Text block =>
......
PM, cabinet secretary brief Regev, Goldwasser families after gov't votes in favor of Hizbullah deal.
By TOVAH LAZAROFF
Miki Goldwasser's faith in her son Ehud's safe return was not jolted when the prime minister said at Sunday's cabinet meeting that he and Eldad Regev were almost certainly dead.
"For us, they are still alive," she told The Jerusalem Post in the aftermath of the cabinet vote approving a deal for the return of the two reservists, who were kidnapped by Hizbullah in July 2006.
"I am very sure they will come back," Miki said. At that point she added, "I am sure I will hug him [Ehud] so strongly." For her family and the Regevs, the cabinet vote marked the beginning of the end of a two-year struggle to bring their sons home, for which they traveled around the world and lobbied politicians at home.
On Sunday, they came from their homes in the North to Jerusalem, where they waited in the hot sun outside the Prime Minister's Office for more than five hours, surrounded by a small group of friends and supporters, including reservists from Eldad and Ehud's unit.
Relatives of the two captives first heard details of the debate inside and of Prime Minister Ehud Olmert's decision to support the deal when reporters handed them an abridged text of highlights from the meeting.
......
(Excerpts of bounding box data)
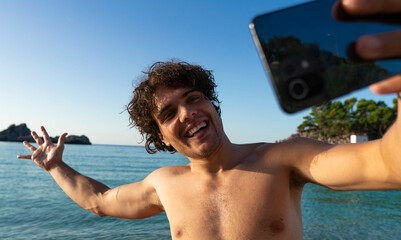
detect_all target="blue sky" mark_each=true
[0,0,393,145]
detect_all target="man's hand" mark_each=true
[17,127,67,171]
[340,0,401,94]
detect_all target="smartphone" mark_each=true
[249,0,401,113]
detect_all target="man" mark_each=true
[18,0,401,239]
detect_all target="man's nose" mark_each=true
[179,106,196,122]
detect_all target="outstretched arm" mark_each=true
[17,127,163,219]
[268,0,401,190]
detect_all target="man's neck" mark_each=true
[188,139,244,175]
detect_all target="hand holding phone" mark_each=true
[250,0,401,113]
[333,0,401,94]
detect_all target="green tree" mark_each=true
[298,98,397,140]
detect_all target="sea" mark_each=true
[0,142,401,240]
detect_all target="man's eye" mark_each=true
[188,95,201,103]
[164,111,174,121]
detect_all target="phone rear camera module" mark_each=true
[288,78,309,100]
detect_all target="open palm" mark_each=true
[17,127,67,171]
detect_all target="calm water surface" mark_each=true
[0,142,401,240]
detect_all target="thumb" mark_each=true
[57,133,68,146]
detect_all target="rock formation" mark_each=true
[0,123,91,144]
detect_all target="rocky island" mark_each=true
[0,123,91,145]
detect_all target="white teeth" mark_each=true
[187,122,206,137]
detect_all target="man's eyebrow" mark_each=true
[157,89,198,119]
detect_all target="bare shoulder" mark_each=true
[255,137,333,166]
[145,166,189,185]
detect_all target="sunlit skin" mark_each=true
......
Exercise tasks =>
[a] Can you rewrite the records from their start up to and including the line with "[0,123,91,145]", replacing "outstretched arm" with "extended arm" and changing nothing else? Leave the pictures out of your answer.
[b] Could you extend the article about the Regev and Goldwasser families and the cabinet vote on the Hizbullah deal, picking up after its final sentence?

Responses to the exercise =>
[a]
detect_all target="blue sky" mark_each=true
[0,0,393,145]
detect_all target="man's hand" mark_each=true
[17,127,67,171]
[340,0,401,94]
detect_all target="smartphone" mark_each=true
[249,0,401,113]
detect_all target="man" mark_each=true
[18,0,401,239]
detect_all target="man's nose" mark_each=true
[179,106,196,122]
detect_all target="extended arm" mark_each=true
[17,127,163,219]
[268,0,401,190]
detect_all target="man's neck" mark_each=true
[188,139,244,175]
detect_all target="hand holding phone" mark_each=true
[250,0,401,113]
[333,0,401,94]
detect_all target="green tree" mark_each=true
[298,98,397,140]
detect_all target="sea" mark_each=true
[0,142,401,240]
detect_all target="man's eye" mark_each=true
[188,95,201,103]
[164,111,174,121]
detect_all target="phone rear camera module" mark_each=true
[288,78,309,100]
detect_all target="open palm" mark_each=true
[17,127,67,171]
detect_all target="calm water surface" mark_each=true
[0,142,401,240]
detect_all target="thumb" mark_each=true
[57,133,68,146]
detect_all target="rock formation" mark_each=true
[0,123,91,144]
detect_all target="rocky island" mark_each=true
[0,123,91,145]

[b]
As she read from the sheets, Ehud's wife, Karnit, was initially pleased with the prime minister's support. "We're in the right direction to end this," she said.
But then she was startled to see that the minutes referred to her husband and Regev as "killed in action." First she thought it was a typo, because in Hebrew the word for "killed in action" is just one letter different from the word for "soldiers." "It's a mistake," she said as she poured over the typed page. "It should say soldiers." As it dawned on her that it was indeed meant to say, "killed in action," she was puzzled as to how Olmert could speak of the two men as dead.
"They have no proof. Already they are speaking of them as if they are dead?" she asked. "That's not right. The point of the deal is to end doubt. It's surprising that they are speaking with such certainty" before the exchange has been implemented, she added.
Karnit noted how absurd it was that she was reduced to getting informal morsels of information as she sat on a stone wall outside the building.
It proves what she has felt all along, she said, that she is just like every other citizen in Israel. "It is just by chance that we are standing here today, just by chance that it was our Udi [Ehud] who was taken," Karnit said.
Only after the cabinet vote were she, Ehud's parents and the Regev family invited into the Prime Minister's Office.
After the meeting, Karnit's father, Omri Avni, told the Post that the families spoke briefly with Olmert and then were given the details of the deal by the cabinet secretary Ovad Yehezkel.
"We heard the decision, we asked questions and we got a few answers," said Avni, but they were not given any additional concrete information regarding the two men that would sway them to believe the assessments of death publicly made by Olmert and a few of the exiting ministers.
"There was nothing new and nothing that has not been said before," Avni said. Everyone's feelings aside, "We are talking about facts, and facts were not yet delivered to the families," he said.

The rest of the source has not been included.